▶ **WRITTEN REQUEST**
Rescale the listing below by copying every line, requests included, and multiplying each bounding-box coordinate in the answers by 1.1, rounded to the nearest whole number with halves going up. Leave the numbers in the requests and their format samples unchanged.

▶ **EXERCISE MATERIALS**
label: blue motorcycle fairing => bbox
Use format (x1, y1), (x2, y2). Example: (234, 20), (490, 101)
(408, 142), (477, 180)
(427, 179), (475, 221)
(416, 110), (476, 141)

▶ **RESPONSE TO THIS EXERCISE**
label: blue motorcycle fairing => bbox
Use format (x1, y1), (x2, y2). Example: (234, 20), (490, 101)
(449, 156), (525, 198)
(470, 197), (523, 243)
(458, 121), (524, 155)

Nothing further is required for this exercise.